Reproduce each of the following records verbatim, keeping every word, symbol, and line break unchanged.

==*==

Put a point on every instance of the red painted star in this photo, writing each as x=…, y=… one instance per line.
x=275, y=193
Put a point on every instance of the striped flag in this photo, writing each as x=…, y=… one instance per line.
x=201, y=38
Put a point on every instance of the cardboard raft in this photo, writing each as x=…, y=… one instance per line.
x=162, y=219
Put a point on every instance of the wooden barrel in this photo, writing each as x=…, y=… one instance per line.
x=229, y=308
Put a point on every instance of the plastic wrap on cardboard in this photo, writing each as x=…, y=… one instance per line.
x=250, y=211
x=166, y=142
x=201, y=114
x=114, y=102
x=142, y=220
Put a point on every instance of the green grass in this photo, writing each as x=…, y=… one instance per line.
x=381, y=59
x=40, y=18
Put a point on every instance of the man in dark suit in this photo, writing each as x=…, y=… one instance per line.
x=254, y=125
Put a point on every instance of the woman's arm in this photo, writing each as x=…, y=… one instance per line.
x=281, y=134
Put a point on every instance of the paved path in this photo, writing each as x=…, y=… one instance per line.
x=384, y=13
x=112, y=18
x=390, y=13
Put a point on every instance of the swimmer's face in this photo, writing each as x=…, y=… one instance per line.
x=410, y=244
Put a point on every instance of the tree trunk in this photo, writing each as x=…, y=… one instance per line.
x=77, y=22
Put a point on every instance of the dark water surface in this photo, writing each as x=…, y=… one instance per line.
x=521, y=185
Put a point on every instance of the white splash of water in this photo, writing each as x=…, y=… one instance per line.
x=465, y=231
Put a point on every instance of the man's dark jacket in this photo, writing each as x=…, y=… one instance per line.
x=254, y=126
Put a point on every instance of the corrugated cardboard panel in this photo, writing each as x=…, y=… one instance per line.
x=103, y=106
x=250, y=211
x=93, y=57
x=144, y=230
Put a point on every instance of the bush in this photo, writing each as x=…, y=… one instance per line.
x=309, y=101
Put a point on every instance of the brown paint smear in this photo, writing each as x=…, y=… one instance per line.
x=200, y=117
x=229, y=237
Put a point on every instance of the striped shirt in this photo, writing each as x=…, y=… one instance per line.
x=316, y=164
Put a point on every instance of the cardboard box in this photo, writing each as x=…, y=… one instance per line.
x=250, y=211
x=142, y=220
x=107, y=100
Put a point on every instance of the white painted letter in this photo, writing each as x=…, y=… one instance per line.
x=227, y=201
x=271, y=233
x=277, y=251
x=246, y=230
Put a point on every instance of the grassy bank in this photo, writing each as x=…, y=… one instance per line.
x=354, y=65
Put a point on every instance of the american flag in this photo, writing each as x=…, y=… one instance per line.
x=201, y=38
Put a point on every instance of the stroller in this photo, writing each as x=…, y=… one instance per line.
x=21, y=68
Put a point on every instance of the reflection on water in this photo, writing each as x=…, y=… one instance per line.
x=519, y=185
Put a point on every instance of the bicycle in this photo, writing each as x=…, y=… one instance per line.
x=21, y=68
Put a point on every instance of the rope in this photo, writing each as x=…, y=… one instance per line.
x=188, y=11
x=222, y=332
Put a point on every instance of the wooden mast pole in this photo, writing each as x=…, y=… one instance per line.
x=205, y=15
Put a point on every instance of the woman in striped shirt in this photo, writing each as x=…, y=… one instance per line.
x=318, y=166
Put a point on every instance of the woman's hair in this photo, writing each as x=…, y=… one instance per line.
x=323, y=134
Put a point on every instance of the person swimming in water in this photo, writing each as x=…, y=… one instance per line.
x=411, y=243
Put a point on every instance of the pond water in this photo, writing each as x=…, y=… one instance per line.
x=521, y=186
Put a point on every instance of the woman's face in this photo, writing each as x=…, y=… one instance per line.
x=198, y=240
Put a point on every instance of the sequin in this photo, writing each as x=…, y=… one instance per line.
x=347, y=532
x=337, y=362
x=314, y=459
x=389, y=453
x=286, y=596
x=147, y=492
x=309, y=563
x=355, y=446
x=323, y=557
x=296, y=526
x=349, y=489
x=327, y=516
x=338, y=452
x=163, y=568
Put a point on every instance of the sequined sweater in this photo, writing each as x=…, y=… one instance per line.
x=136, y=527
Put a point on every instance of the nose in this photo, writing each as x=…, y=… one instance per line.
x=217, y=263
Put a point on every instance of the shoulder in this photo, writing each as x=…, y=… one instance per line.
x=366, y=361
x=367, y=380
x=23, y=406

==*==

* _Written answer_
Put a point on every instance of the red painted star in this photo, writing each as x=…, y=… one instance per line.
x=275, y=193
Put a point on every instance of the striped flag in this photo, writing each as x=…, y=… one instance per line.
x=201, y=38
Put a point on every instance of the cardboard raft in this photo, writing each as x=…, y=… one instance per line.
x=162, y=219
Put a point on every instance of the wooden barrel in this photo, writing each as x=…, y=… one instance per line.
x=229, y=308
Put a point on every instance of the plastic wrap on cardboard in this photo, writing each as x=…, y=… one instance per line.
x=250, y=211
x=166, y=142
x=201, y=114
x=114, y=102
x=142, y=220
Put a point on every instance of the green grass in this photo, writing each as x=…, y=… one instance per line.
x=381, y=59
x=40, y=18
Put a point on every instance of the man in dark suit in this photo, writing each as x=…, y=… one instance per line.
x=254, y=125
Put a point on every instance of the woman's arm in this photo, writing each as x=…, y=… one instance per line.
x=281, y=134
Put a point on every instance of the paved path in this photo, writing each as x=…, y=… one instance per line.
x=384, y=13
x=112, y=18
x=390, y=13
Put a point on every instance of the swimmer's face in this photo, writing each as x=…, y=… one instance per line.
x=410, y=244
Put a point on every instance of the tree trunk in this photo, writing each as x=…, y=… one instance per line.
x=77, y=22
Put a point on every instance of the dark water surface in this photo, writing each as x=…, y=… one instance per line.
x=521, y=185
Put a point on every instance of the white splash of water in this photo, writing each as x=…, y=… one instance per line.
x=465, y=231
Put a point on every instance of the man's dark jacket in this photo, writing each as x=…, y=… one instance per line.
x=254, y=126
Put a point on every instance of the corrugated cardboard panel in this photo, writing each as x=…, y=… one instance per line.
x=103, y=106
x=250, y=211
x=93, y=57
x=144, y=230
Put a point on every instance of the bush in this photo, writing each as x=…, y=… one instance per line.
x=309, y=101
Put a point on every instance of the brown paint smear in this photo, writing each as x=…, y=… one instance per line.
x=200, y=117
x=229, y=237
Put a point on every instance of the striped shirt in this photo, writing each as x=…, y=… one instance per line.
x=316, y=164
Put a point on every instance of the cardboard box in this photo, writing each as x=…, y=… one instance per line.
x=250, y=211
x=142, y=220
x=107, y=100
Put a point on every instance of the white painted letter in this photo, writing each as x=…, y=… one instance per line.
x=227, y=201
x=271, y=233
x=277, y=251
x=246, y=230
Put a point on every instance of the grassy bank in this photo, writing each as x=…, y=… one instance per line.
x=354, y=65
Put a point on every instance of the american flag in this photo, writing each as x=…, y=… one instance per line.
x=201, y=38
Put a point on every instance of the stroller in this photo, writing each as x=…, y=… one instance per line.
x=21, y=68
Put a point on every instance of the reflection on water in this photo, writing each as x=…, y=… one instance per line.
x=519, y=185
Put a point on every instance of the bicycle in this photo, writing each as x=…, y=… one instance per line.
x=21, y=68
Put a point on every instance of the rope in this photo, writing each as x=…, y=… one instance per line.
x=188, y=11
x=222, y=332
Put a point on every instance of the wooden mast pole in this photo, writing each as x=…, y=… one instance per line.
x=205, y=15
Put a point on every instance of the woman in striped shirt in this photo, writing each as x=…, y=… one instance per line.
x=318, y=166
Put a point on every instance of the woman's hair in this photo, writing each as x=…, y=… one instance per line.
x=323, y=134
Put a point on every instance of the person swimming in water in this photo, writing each as x=…, y=… one instance per line.
x=411, y=243
Put a point on every instance of the pond water in this photo, writing each as x=…, y=… one instance per line.
x=521, y=186
Put a point on every instance of the woman's face in this photo, writing each as x=…, y=… one instance per line.
x=198, y=240
Put a point on every instance of the sequin in this photo, writing each as x=…, y=… one instance per line.
x=347, y=532
x=337, y=362
x=314, y=459
x=389, y=453
x=286, y=596
x=147, y=492
x=309, y=563
x=355, y=446
x=323, y=557
x=296, y=526
x=349, y=489
x=327, y=516
x=338, y=452
x=163, y=568
Put a point on every instance of the sequined sweater in this photo, writing each as x=…, y=… one instance per line.
x=136, y=527
Put a point on every instance of the nose in this photo, writing each as x=…, y=… one instance per line.
x=217, y=263
Put a point on every instance of the shoulder in this photo, writing each as x=…, y=… one instance per line.
x=366, y=361
x=367, y=380
x=23, y=406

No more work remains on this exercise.